**Given exercise**
Below is a listing; reproduce each line of it exactly.

|---|

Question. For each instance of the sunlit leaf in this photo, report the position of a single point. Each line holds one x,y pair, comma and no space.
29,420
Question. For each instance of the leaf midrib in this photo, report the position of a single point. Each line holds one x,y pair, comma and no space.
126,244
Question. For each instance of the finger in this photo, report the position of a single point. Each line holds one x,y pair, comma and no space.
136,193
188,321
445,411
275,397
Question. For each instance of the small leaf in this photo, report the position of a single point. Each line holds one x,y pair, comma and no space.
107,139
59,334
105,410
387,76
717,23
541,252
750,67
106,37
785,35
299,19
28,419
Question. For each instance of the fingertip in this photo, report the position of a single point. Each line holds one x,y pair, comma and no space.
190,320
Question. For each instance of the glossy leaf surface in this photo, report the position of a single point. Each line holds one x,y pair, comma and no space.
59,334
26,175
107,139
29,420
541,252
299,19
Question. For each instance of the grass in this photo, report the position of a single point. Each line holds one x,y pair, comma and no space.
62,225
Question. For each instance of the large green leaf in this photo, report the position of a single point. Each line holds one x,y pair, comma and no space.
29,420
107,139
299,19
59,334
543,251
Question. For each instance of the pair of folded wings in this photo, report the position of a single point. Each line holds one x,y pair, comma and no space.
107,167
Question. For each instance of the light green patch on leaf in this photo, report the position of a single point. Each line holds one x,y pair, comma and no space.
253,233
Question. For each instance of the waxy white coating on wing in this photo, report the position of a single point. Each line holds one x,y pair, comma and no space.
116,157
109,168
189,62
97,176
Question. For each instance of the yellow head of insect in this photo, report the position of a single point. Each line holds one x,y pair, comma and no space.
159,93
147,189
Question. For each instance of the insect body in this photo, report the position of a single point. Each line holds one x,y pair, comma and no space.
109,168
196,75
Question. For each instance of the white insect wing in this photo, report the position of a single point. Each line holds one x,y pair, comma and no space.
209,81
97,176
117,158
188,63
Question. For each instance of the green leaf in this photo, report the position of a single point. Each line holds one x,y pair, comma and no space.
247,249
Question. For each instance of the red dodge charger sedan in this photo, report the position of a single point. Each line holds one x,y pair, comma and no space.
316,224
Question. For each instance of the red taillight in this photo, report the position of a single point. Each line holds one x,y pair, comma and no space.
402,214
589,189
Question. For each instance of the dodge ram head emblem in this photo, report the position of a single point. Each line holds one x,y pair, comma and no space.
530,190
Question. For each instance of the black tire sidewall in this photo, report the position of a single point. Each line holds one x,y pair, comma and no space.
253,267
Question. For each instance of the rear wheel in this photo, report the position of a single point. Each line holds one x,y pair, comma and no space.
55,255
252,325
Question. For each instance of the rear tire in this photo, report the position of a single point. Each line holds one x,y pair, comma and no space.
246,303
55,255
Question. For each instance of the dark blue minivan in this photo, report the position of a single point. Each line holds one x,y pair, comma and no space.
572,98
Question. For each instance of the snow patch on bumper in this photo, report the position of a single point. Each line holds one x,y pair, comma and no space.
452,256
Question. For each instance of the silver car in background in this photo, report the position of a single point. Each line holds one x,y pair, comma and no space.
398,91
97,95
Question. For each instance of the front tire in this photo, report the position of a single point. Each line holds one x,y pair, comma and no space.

|---|

**Reply to the task**
Question. For each instance of the sunlit leaf in this photo, report the position of a single point. Each line holds one x,y pair, comma and no space.
29,420
Question. For each instance of the leaf midrib in this photo, report the position of a single point. Each line holds one x,y pair, comma and no space.
126,244
Question. For each instance of the finger in this photo, report the position of a single point. Each line holds one x,y pair, comma and no space.
136,193
188,321
445,411
275,397
Question. For each instance of the small leaf in this photo, report the position of a single point. Each line holds one x,y pair, comma and no space.
107,139
59,334
105,410
387,76
717,23
541,252
750,67
106,37
785,35
299,19
28,419
Question. For each instance of the fingertip in this photo, report the position of a single point. Each line holds one x,y pair, comma and no space.
190,320
Question. For each instance of the glossy leaf surface in this photo, report the position of a single point. Each line holds one x,y pair, comma and no space.
59,334
26,175
107,139
29,420
541,252
299,19
Question. For each instance of the grass in this photo, report the position of a single point. Each line holds one x,y pair, comma and no space.
62,225
Question. For each instance of the large green leaf in this photo, report the position of a single point. Each line holds one x,y pair, comma and no space.
29,420
107,139
299,19
59,334
543,251
Question. For each instance of the pair of folded wings in this photo, report the position of a single point. Each line holds one x,y pair, comma and no space.
107,167
Question. For each instance of the light green patch on leaf in this photo, report the position of a single point. Each line holds one x,y pair, comma and no space.
253,233
Question. For each instance of the waxy white coating on wing in this photo, report the position of a single point. Each line holds one x,y pair, comma and no space.
116,157
109,168
189,62
97,176
Question. For each instance of the yellow head of insect in this photo, report the position of a single point. Each line holds one x,y pair, comma and no space.
159,93
147,189
Question. For each instance of the insect body in this photo, report the position of a single point. Each line holds one x,y pair, comma and no space.
109,168
196,75
Question. For each instance of the white insect wing in this photo, report the position of a single point. Each line holds one x,y pair, comma and no space.
209,81
97,176
117,158
188,63
Question. For each instance of the green leaf in this photo, report the position of a single point. Each line holds one x,y pair, comma and no space.
247,249
Question. For each instance of the red dodge charger sedan in this photo, report the position of a single point. Each line holds one x,y pair, comma and no space.
316,224
Question. For each instance of the red taillight in this photo, report the position of a single point. Each line holds one x,y pair, comma and no space.
402,214
589,189
Question. For each instance of the dodge ram head emblem in this photo, report the position of a single point. Each line holds one x,y pair, comma and no space.
530,190
Question. For each instance of the black tire sidewall in this photo, report the position of a single point. Each line holds one x,y pair, comma and no space.
253,267
Question. For each instance of the rear wheel in this photo, report the position of a single point. Each line holds one x,y pair, comma and no space.
55,255
252,325
Question. For each instance of the rear tire in this photo, report the position of a single point. Each line holds one x,y pair, comma and no space.
246,303
55,255
Question. For each instance of the dark blue minivan in this photo, report the position of a single point. Each line holds one x,y pair, comma and no space.
572,98
Question. For each instance of the snow patch on bumper in this photo, report the position of a single point. Each line holds one x,y pair, comma and no space.
452,256
Question. For each instance of the silver car in background in this photo, report the position of a single point. Each line holds one x,y pair, comma and no space.
398,91
97,95
Question. For each instance of the front tire in this photo, report the position of a single point. Each line holds one x,y pair, comma and no space.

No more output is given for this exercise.